Nemeth verified something Borghi suspected: "Bull sharks are thought to be territorial."
"It seemed like it was his lair … like I was trespassing," Borghi said. "I am sure I dropped right down into his den." He described the subterranean locale as a cove about 25 feet underwater which progressed to a very deep, dark dropoff that he estimated to be about 90 feet deep.
"He was cruising around like I was in his living room," Borghi said, "and he was pissed."
Nemeth said the reason there have been few — in fact almost no — shark attacks in the Virgin Islands is that the water is so clear. Most attacks are a "case of mistaken identity" in murky waters, she said.
The bumping that Borghi experienced may have been the fish "assessing if it was something he wanted to eat," Nemeth said, a normal behavior for bull sharks.
Along with dogs, antelope, other sharks and sea turtles, humans are among the bull shark's favored diet. Fortunately, in most cases, divers are able to scare them off successfully, the International Shark Attack File site states.
Nemeth said she isn't surprised that a bull shark would attack unprovoked. "They are one of the top three most aggressive sharks, along with great whites and tiger sharks," she said.

________________________

PROBLEMS TO SOLVE -
**a)** According to the bull shark account, why have there been almost no shark attacks in the Virgin Islands?
**b)** In the bull shark account, how deep did Borghi estimate the dropoff to be?
**c)** Could you carry on the bull shark article from where it stops?

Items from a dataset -
________________________

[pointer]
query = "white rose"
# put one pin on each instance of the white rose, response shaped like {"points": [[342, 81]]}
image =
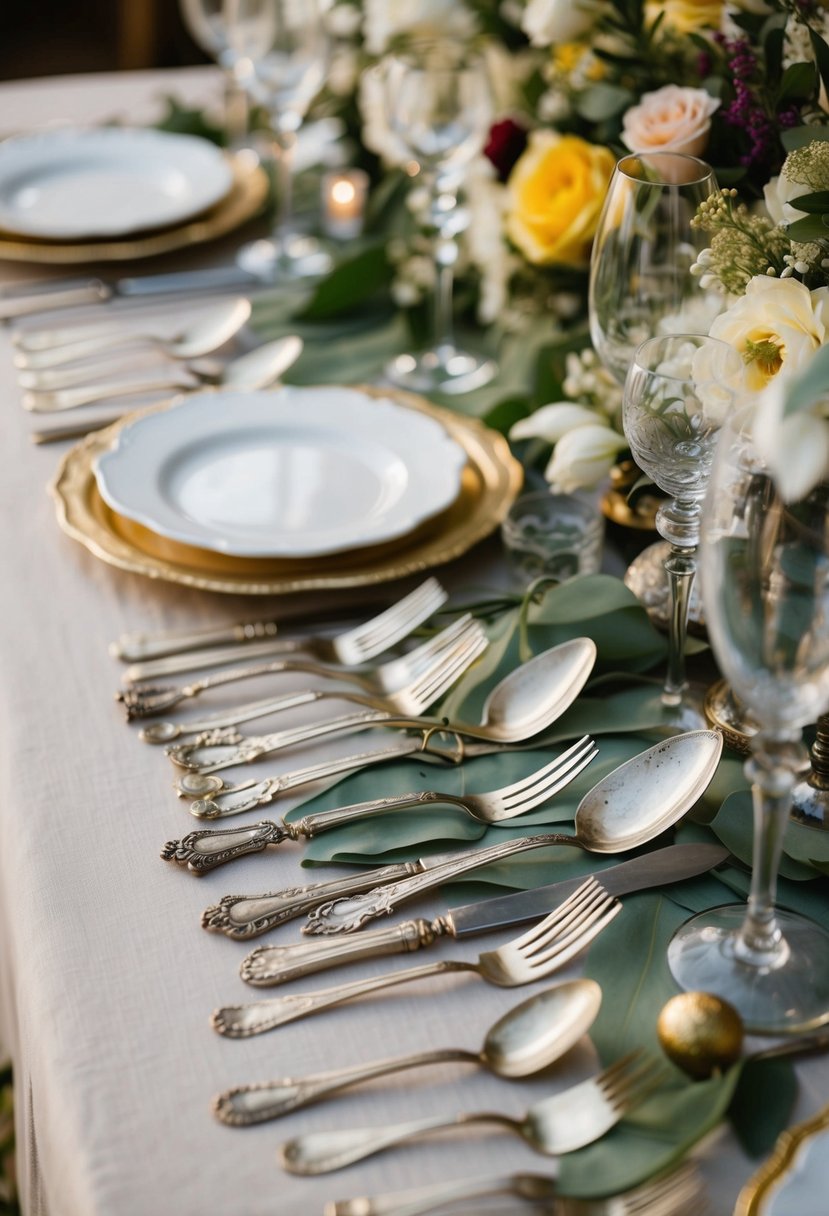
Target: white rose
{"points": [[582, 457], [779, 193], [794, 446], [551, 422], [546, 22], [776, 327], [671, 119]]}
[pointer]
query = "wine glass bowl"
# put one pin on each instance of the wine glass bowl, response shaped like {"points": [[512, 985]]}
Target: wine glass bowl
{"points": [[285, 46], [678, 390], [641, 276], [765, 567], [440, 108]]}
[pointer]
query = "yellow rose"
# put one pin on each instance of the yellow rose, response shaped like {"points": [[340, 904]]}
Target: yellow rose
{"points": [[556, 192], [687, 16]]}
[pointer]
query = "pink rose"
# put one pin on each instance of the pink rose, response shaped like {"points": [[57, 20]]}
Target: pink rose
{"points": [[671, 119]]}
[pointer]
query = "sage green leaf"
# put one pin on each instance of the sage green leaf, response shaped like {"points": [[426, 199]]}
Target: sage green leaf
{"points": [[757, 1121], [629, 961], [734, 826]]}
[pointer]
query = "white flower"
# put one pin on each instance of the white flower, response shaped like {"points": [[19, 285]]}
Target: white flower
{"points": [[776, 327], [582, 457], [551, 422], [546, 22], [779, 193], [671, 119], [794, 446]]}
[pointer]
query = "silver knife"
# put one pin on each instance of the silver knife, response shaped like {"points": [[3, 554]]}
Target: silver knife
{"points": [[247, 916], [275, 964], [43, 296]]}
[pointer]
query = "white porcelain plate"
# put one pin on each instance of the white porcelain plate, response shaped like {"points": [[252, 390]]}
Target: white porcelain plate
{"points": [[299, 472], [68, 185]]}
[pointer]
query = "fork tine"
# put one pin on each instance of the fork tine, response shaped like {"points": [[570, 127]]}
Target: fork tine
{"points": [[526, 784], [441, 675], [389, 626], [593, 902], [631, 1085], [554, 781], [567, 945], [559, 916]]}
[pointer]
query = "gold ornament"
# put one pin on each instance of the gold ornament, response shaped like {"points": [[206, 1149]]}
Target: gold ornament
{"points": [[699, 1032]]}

________________________

TASK-BY-TASK ANSWERS -
**a)** The water there is very clear. Most attacks are a case of mistaken identity in murky water, so clear water makes attacks rare.

**b)** About 90 feet deep.

**c)**
Tiger sharks also live in the territory's waters and are, according to ISAF, the only predator a bull shark might have.
Borghi said the bull that attacked him was wounded and the wound looked fresh.
Large predator sharks are known to eat shark pups, which are often spawned and left to mature for up to a year in the territoriy's shallow bays. "Water Bay," which is near where Borghi was free-diving, does tend to have shark pups," Nemeth said.
Chances of a shark attack
The chances of being killed by a mountain lion are greater than those of dying in the jaws of a shark — and when compared to being killed by a deer, the factor rises exponentially.
For every 0.4 shark fatality in an average year during the 1990s, 130 people were killed in crashes with deer on the nation's highways and 18 people were killed by dogs, according to ISAF.
And in Puerto Rico between 1959 and 1994, lightning killed 30 people while one person was attacked by a shark and the shark attack was not fatal.
"The ISAF investigated 86 alleged incidents of shark-human interaction occurring worldwide in 2002. Upon review, 60 of these incidents represented confirmed cases of unprovoked shark attack on humans," the Web site states.
ISAF defines unprovoked attacks as "incidents where an attack on a live human by a shark occurs in its natural habitat without human provocation of the shark"
The ISAF has documented only three attacks ever in the Virgin Islands — one in 1963 that was fatal, one unconfirmed in 1972, and one in 1992 that was non-fatal.
The fatal attack was by a Galapagos shark, according to Alexie Morgan, research assistant to George H. Burgess, director of the ISAF and the Florida Program for Shark Research.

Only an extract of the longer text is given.